··· Selected excerpt ···

Ralph Edwards says...
When I was a kid there was a TV show called This Is Your Life, hosted by Ralph Edwards, who had a thick toupee the color of maple syrup and a jack-o-lantern grin. Unsuspecting subjects would be led into the studio, where they'd be plopped on a couch and told by Edwards, "This! Is! Your! Life!" Then he'd open this big scrapbook and start the skip down memory lane.
In recent weeks, as I've typed more and more stories about my college teaching experiences, faces and voices from my own college years have been reappearing with alarming frequency. Last week I got a call from Dr. S., one of my most beloved undergrad profs and the one who had the most influence on my own teaching style. She'd seen some of the publicity and wanted to get the lowdown firsthand.

··· Provided records ···

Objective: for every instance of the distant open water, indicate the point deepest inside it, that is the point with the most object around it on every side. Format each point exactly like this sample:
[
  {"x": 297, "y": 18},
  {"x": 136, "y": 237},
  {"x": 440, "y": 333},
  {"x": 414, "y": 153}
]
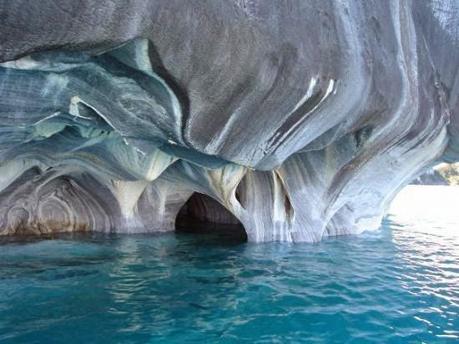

···

** Work order 1 **
In the Ralph Edwards text, who phoned the writer last week?
** Work order 2 **
For each statement, answer yes or no on whether it agrees with the Ralph Edwards text, and quote the words that decide it. (a) Ralph Edwards hosted This Is Your Life. (b) Edwards's toupee was the color of maple syrup. (c) Dr. S. had the least influence on the writer's teaching style.

** Exercise result 1 **
Dr. S., one of the writer's most beloved undergrad professors.

** Exercise result 2 **
(a) Yes: "hosted by Ralph Edwards"
(b) Yes: "a thick toupee the color of maple syrup"
(c) No: "the one who had the most influence on my own teaching style"